## Complete the following
[1] Give the stretch of the tolterodine abstract from "Drug Discov Ther." through "in healthy volunteers." again, switching "tolterodine" to "the study drug" each time it appears.
[2] List every author named in the tolterodine abstract.

***** Extract provided

Drug Discov Ther. 2010;4(1):44-53.
Exposure-response modeling and clinical trial simulation of the effect of tolterodine on QT intervals in healthy volunteers.
Sweeney KR, Gastonguay MR, Benincosa L, Cronenberger CL, Glue P, Malhotra BK
The objective of this analysis was to explore exposure-response modeling of data from a thorough QT (TQT) study of tolterodine in CYP2D6 extensive (EMs) and poor metabolizers (PMs). Crossover treatments of the TQT study included the recommended (2 mg twice daily) and supratherapeutic (4 mg twice daily) doses of tolterodine, moxifloxacin (400 mg once daily), and placebo. The concentration-response relationships for the QTc effects of moxifloxacin and tolterodine were described using a linear model with baseline effect, placebo effect, and a drug effect. The mixed effects modeling approach, using the first order conditional estimation method, was implemented in NONMEM. Simulated data from 250 trial replicates were used for limited predictive check and to describe the expected extreme responders in this study, under the derived model and point estimates. Modeling results for tolterodine showed linear concentrationdependent increases in QTc interval, with no difference in slopes between EMs and PMs. Modelpredicted QTc prolongations for tolterodine and moxifloxacin were consistent with their respective observed mean results. No subjects were predicted to have increases of > 60 milliseconds (ms); the predicted incidence of borderline QTc increases (> 30 and ≤ 60 ms) remained low at the supratherapeutic tolterodine dose in both PMs (9.1%) and EMs (3.9%). In conclusions, this analysis supports our clinical experience that tolterodine does not have a clinically significant effect on QT interval.

**********
***** Provided data

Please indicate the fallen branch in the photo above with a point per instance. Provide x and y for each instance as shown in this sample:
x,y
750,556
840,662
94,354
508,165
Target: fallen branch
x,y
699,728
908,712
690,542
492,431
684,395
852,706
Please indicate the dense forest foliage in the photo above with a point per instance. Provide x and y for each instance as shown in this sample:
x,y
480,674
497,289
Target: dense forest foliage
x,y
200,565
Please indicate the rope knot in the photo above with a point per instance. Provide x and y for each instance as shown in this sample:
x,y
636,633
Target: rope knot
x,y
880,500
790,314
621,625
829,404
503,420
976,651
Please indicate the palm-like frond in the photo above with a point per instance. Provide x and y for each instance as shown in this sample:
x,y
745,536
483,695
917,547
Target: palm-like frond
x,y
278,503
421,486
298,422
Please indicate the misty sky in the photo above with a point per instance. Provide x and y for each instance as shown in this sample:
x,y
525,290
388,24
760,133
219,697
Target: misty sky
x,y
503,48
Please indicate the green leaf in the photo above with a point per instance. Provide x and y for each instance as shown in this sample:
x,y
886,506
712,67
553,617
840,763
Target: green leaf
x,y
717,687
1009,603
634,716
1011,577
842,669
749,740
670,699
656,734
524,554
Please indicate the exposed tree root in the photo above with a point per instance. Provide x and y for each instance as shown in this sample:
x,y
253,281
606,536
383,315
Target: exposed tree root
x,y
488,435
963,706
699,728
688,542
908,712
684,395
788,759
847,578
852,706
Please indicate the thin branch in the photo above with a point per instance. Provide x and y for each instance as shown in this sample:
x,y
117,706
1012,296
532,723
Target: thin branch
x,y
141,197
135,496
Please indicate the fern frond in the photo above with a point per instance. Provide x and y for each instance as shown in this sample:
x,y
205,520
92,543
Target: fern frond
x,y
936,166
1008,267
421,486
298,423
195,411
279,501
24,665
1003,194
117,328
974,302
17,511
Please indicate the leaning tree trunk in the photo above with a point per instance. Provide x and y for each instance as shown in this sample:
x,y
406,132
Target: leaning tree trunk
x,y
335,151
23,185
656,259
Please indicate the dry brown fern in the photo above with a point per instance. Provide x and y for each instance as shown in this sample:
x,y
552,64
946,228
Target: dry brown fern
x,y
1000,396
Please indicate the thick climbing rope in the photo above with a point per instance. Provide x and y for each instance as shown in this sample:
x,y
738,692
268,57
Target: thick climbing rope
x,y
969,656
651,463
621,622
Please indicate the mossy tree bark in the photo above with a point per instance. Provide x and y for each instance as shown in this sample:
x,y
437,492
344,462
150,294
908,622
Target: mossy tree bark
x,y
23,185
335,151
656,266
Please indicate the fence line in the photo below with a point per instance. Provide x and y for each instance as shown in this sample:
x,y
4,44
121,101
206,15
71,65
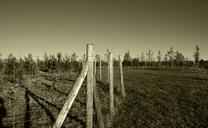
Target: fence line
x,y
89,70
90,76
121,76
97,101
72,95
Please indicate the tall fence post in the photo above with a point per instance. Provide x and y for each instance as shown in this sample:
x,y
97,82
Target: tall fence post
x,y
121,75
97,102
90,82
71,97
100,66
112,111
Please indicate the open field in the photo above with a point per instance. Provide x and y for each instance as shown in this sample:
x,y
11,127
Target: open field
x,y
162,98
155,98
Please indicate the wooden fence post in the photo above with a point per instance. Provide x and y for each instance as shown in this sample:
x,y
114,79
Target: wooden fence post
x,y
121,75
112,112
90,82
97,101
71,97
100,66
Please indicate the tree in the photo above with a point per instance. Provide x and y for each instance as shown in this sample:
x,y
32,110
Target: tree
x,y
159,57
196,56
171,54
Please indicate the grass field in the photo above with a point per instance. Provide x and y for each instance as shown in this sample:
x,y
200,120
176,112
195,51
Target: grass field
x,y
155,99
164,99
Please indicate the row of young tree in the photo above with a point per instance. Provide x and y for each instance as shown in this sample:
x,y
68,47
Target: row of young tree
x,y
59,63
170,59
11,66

**********

## Answers given
[1]
Drug Discov Ther. 2010;4(1):44-53.
Exposure-response modeling and clinical trial simulation of the effect of the study drug on QT intervals in healthy volunteers.

[2] Sweeney KR, Gastonguay MR, Benincosa L, Cronenberger CL, Glue P, Malhotra BK